__Goal of the exercise__
Please copy out the listing below, swapping each "marker" for "pin" and leaving everything else untouched.
[Begin Given records]
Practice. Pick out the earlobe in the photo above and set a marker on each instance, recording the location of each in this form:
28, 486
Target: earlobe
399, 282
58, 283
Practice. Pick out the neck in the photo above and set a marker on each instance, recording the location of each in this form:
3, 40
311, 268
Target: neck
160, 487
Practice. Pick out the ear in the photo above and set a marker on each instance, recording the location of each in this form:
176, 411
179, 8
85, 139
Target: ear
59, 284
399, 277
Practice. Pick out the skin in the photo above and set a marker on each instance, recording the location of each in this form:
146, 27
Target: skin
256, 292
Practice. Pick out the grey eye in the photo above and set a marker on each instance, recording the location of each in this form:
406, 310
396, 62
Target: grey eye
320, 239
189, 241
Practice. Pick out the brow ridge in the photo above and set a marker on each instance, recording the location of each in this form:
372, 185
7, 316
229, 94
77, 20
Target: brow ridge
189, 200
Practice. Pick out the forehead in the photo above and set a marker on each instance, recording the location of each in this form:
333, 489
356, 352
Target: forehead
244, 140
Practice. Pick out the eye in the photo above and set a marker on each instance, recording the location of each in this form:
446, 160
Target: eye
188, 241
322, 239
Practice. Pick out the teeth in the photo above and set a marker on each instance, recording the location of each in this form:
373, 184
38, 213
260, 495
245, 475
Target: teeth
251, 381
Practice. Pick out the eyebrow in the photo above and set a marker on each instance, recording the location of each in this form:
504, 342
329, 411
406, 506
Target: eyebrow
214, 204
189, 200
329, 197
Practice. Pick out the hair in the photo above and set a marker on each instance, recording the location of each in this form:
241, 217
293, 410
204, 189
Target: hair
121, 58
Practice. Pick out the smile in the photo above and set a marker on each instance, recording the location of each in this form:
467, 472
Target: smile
[End Given records]
__Answer for this exercise__
Practice. Pick out the earlobe in the photo above and set a pin on each instance, recording the location of each in this form:
28, 486
Target: earlobe
399, 282
58, 283
Practice. Pick out the neck in the photo above and set a pin on each instance, recording the location of each in this form:
3, 40
311, 268
Target: neck
160, 487
Practice. Pick out the ear in the photo above and set a pin on each instance, recording the location of each in this form:
176, 411
179, 8
85, 139
Target: ear
59, 284
399, 277
Practice. Pick out the skin in the photo above and set a pin on each instance, recording the location of each in this form:
146, 27
Target: skin
256, 292
Practice. Pick out the grey eye in the photo above and set a pin on each instance, recording the location of each in this form:
406, 310
396, 62
Target: grey eye
320, 239
189, 241
Practice. Pick out the brow ridge in the photo above and set a pin on each instance, recording the location of each in this form:
372, 185
7, 316
229, 94
77, 20
Target: brow ridge
189, 200
Practice. Pick out the forehead in the photo above and set a pin on each instance, recording the location of each in this form:
333, 489
356, 352
Target: forehead
244, 140
Practice. Pick out the eye in the photo above and set a pin on each instance, recording the location of each in this form:
446, 160
Target: eye
188, 241
322, 239
Practice. Pick out the teeth in the photo above and set a pin on each instance, recording the location of each in this form:
373, 184
38, 213
260, 495
245, 475
Target: teeth
251, 381
Practice. Pick out the eyebrow in the photo above and set a pin on each instance, recording the location of each in this form:
504, 342
329, 411
406, 506
Target: eyebrow
214, 204
189, 200
329, 197
Practice. Pick out the hair in the photo above and set a pin on each instance, recording the location of each in this form:
241, 217
293, 410
204, 189
Target: hair
121, 58
Practice. Pick out the smile in the photo above and set a pin on each instance, recording the location of each in this form:
467, 472
Target: smile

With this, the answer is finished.